DATASET EXCERPTS –
══════════════════════════════
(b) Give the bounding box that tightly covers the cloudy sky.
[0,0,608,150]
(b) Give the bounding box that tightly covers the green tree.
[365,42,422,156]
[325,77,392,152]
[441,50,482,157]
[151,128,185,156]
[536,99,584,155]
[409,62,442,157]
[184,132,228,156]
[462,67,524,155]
══════════════════════════════
PROBLEM DESCRIPTION – Format all of the data above as a numbered list, one entry per line and omitting any blank lines.

THE COMPLETED TASK –
1. (b) Give the bounding box that tightly covers the cloudy sky.
2. [0,0,608,150]
3. (b) Give the bounding box that tightly covers the green tree.
4. [365,42,422,156]
5. [325,77,392,152]
6. [441,50,482,157]
7. [151,128,185,156]
8. [536,99,584,155]
9. [409,62,442,157]
10. [184,132,228,156]
11. [462,67,524,155]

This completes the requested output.